=== GIVEN PASSAGE ===
Figue: Opening Menu


“The Mediterranean cuisine is one of the most colorful and vibrant in the world, providing sensual dishes flavored with wild herbs gathered from the hillsides; lamb and chicken are often roasted whole over coals; vegetables are abundant and used in a wide variety of soups, bakes and salads.”

The menu of Figue is the story of the Mediterranean.  The history of food and culture is one of conquerors, immigrants and trade.  Each wave brought far off ingredients and cooking techniques and a melding of the peoples.  For example, Provence has a long history of being colonized by foreigners. Early Ligurian and Celt tribes intermarried with the local people.  Phoenician galleys brought Greek traders and eventually founded a trade post in Massalia, the future city of Marseille. The Greeks gave Provence olives and grapes.  The expansion of olive groves and civilization went hand and hand with the expansion of the Greeks and Phoenicians. It has been said that the Mediterranean ends where olives cease to grow.    The Romans came to help protect the besieged Greeks.  Eventually claiming the region as theirs and forming ‘Provincia’, the first Roman Provence outside of Italy.  The Romans built some of their greatest cities, Nîmes, Arles and Orange.  Anchoïade, the sauce made from Anchovies, Garlic and Olive Oil is a close cousin to the famed Roman sauce Garum.  Salt cod came from the Romans.  The Moors at one point controlled 3/4 of the Mediterranean.  Only the Roman Empire reached further.  The invading Moors brought the habit of serving many small vegetable appetizers as well as a preference of saffron flavored rice to potatoes. They introduced lamb, eggplant and almonds.  Many of Marseille’s residents are descendants of immigrants from Italy, Spain, and North Africa. Marseille was also a major resettlement point for former colonists who returned to Europe when Algeria became independent in 1962.

=== WHAT THE TASK REQUIRES ===
Say whether each statement agrees with the Figue menu text, answering yes or no and quoting the words of the text that decide it: (a) The Greeks gave Provence olives and grapes. (b) Salt cod came to the region from the Moors. (c) The Moors brought a preference for potatoes over saffron flavored rice.

=== DATA RECORDS ===
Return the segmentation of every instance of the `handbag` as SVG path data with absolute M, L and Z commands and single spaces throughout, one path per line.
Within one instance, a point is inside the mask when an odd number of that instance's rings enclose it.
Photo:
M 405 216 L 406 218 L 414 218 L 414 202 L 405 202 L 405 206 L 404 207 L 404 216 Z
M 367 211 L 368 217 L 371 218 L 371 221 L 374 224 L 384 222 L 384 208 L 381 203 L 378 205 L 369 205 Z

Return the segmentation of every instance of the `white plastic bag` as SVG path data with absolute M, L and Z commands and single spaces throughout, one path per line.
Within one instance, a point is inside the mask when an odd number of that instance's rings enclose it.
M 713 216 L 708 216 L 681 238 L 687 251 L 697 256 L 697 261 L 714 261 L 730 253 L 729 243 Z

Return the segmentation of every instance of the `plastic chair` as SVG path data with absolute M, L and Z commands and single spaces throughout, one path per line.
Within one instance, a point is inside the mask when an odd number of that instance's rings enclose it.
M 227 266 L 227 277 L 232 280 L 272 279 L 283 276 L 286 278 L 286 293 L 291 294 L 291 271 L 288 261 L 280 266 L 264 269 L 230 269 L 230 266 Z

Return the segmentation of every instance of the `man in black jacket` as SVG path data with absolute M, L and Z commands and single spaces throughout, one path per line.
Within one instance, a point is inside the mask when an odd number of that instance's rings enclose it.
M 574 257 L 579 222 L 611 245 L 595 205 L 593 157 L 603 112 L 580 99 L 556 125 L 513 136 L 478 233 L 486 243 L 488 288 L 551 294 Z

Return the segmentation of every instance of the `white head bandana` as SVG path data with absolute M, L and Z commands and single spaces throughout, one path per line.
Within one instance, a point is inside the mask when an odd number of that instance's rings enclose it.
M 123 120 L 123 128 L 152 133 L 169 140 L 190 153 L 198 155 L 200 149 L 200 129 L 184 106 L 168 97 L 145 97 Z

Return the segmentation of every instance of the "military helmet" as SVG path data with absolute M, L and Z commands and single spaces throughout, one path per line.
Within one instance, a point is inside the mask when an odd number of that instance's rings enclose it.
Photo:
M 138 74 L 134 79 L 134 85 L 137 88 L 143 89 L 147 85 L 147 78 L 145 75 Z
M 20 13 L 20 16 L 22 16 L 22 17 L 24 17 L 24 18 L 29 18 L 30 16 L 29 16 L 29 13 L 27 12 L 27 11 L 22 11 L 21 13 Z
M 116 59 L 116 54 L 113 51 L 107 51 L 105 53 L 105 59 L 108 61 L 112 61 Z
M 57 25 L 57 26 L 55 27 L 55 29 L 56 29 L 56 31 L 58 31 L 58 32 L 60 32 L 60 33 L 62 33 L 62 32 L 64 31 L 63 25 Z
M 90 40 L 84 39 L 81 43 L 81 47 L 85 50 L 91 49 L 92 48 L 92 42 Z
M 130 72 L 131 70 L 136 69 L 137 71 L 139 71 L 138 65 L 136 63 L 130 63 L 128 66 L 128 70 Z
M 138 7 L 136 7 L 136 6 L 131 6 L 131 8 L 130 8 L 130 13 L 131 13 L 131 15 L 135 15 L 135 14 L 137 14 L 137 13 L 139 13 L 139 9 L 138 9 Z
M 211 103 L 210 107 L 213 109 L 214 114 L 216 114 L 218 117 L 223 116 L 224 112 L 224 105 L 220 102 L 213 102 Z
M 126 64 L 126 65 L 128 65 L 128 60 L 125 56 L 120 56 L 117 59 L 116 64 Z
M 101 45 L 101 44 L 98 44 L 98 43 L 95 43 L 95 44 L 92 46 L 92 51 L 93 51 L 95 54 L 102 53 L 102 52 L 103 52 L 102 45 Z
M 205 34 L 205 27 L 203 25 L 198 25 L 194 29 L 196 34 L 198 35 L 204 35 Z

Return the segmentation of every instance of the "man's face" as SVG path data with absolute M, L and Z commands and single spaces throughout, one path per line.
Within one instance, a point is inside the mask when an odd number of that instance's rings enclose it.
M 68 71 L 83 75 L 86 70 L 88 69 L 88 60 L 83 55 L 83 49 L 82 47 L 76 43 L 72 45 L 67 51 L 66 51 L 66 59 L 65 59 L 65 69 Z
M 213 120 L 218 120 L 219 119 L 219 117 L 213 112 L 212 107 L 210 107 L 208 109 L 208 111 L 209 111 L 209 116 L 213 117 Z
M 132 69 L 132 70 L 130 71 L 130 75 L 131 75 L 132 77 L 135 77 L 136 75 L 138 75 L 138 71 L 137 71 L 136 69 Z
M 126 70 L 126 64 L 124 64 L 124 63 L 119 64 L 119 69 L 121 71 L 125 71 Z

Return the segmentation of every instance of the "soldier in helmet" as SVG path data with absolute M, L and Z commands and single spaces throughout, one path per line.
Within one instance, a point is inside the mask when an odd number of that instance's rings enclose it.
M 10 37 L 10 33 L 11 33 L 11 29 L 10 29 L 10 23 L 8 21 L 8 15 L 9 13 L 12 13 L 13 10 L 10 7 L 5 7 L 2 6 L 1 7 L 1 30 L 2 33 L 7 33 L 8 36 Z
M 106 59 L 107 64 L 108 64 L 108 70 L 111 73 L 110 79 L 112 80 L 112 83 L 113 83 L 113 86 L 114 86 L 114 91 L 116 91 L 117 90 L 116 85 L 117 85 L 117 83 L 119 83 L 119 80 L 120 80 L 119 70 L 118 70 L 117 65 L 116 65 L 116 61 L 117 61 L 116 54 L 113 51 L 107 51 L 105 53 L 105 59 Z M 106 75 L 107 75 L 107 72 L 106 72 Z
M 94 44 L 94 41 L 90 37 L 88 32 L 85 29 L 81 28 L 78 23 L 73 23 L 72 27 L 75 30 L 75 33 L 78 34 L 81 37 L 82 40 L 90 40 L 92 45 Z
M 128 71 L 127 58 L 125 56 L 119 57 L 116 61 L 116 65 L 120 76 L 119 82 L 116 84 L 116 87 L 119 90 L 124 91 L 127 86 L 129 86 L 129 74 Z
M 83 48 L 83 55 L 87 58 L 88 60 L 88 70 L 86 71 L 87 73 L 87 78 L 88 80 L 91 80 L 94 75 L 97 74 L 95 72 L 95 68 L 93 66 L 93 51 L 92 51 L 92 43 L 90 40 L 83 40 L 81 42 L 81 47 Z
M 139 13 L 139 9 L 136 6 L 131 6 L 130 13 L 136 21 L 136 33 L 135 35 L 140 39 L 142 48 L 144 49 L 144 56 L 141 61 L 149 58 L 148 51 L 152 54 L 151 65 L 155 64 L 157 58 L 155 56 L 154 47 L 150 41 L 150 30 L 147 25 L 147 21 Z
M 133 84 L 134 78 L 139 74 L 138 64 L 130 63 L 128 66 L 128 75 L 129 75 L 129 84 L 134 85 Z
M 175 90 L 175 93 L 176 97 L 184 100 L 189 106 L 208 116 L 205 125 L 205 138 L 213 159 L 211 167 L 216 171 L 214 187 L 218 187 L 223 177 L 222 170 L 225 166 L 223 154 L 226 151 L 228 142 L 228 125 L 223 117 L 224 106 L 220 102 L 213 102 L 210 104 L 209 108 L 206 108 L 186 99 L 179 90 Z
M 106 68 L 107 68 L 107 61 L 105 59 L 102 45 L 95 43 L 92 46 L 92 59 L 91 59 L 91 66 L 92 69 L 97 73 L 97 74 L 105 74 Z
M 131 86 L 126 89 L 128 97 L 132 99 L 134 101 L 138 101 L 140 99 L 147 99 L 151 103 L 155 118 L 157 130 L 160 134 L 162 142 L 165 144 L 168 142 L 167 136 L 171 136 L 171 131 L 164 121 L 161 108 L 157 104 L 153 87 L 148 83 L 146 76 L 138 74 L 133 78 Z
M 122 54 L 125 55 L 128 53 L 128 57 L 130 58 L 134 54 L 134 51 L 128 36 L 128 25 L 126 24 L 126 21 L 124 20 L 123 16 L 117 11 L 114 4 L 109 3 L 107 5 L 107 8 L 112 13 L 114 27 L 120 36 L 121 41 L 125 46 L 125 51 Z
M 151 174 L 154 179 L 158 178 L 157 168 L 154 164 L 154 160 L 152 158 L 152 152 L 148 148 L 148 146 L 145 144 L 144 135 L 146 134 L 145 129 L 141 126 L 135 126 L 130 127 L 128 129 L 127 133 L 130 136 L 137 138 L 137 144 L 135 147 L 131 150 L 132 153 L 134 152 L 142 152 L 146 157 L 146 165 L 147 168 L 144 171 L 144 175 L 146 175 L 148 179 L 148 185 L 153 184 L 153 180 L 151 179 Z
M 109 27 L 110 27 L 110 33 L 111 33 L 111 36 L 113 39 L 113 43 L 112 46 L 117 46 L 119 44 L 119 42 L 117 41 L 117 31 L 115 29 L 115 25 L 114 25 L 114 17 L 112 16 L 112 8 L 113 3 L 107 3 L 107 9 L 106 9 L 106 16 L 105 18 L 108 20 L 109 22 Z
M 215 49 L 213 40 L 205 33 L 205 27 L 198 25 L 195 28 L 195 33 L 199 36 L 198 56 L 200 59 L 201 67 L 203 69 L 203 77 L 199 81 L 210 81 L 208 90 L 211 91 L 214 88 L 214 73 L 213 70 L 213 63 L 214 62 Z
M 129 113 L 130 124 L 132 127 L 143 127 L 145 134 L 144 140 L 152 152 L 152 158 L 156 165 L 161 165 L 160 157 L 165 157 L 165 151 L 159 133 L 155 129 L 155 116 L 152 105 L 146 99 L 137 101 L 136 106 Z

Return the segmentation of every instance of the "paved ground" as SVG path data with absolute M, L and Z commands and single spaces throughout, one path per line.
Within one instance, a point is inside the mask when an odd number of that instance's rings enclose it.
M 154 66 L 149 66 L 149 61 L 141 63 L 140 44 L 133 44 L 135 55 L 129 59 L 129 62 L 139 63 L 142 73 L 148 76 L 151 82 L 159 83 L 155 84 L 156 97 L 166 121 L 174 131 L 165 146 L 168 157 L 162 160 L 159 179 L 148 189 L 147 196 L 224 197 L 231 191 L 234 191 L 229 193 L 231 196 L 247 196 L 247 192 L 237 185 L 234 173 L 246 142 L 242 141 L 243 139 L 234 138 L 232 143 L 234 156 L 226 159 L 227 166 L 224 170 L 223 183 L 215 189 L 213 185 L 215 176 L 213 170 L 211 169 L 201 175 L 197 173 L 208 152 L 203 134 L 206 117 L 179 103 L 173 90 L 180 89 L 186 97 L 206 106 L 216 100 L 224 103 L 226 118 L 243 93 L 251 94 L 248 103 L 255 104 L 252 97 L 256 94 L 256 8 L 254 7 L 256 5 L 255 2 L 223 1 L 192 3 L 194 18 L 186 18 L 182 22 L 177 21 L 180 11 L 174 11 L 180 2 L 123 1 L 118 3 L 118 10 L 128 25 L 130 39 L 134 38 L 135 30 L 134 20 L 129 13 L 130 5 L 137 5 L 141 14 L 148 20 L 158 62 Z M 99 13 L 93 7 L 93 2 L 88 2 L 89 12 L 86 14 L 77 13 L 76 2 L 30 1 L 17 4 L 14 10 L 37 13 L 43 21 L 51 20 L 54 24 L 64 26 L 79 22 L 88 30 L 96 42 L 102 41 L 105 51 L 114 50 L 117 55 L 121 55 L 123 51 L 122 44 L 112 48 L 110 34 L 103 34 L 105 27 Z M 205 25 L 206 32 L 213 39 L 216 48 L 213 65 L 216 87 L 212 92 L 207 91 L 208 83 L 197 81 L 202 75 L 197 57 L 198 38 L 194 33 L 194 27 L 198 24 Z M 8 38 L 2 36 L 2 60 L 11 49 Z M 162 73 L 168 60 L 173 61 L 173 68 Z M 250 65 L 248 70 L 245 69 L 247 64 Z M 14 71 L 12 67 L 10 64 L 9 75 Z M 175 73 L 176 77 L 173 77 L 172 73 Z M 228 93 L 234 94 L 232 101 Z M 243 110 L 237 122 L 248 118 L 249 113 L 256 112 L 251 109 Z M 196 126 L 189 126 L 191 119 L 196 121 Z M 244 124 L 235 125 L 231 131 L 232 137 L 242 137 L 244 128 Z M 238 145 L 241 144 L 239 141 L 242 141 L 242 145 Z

=== CORRECT RESULT ===
(a) Yes: "The Greeks gave Provence olives and grapes."
(b) No: "Salt cod came from the Romans."
(c) No: "a preference of saffron flavored rice to potatoes."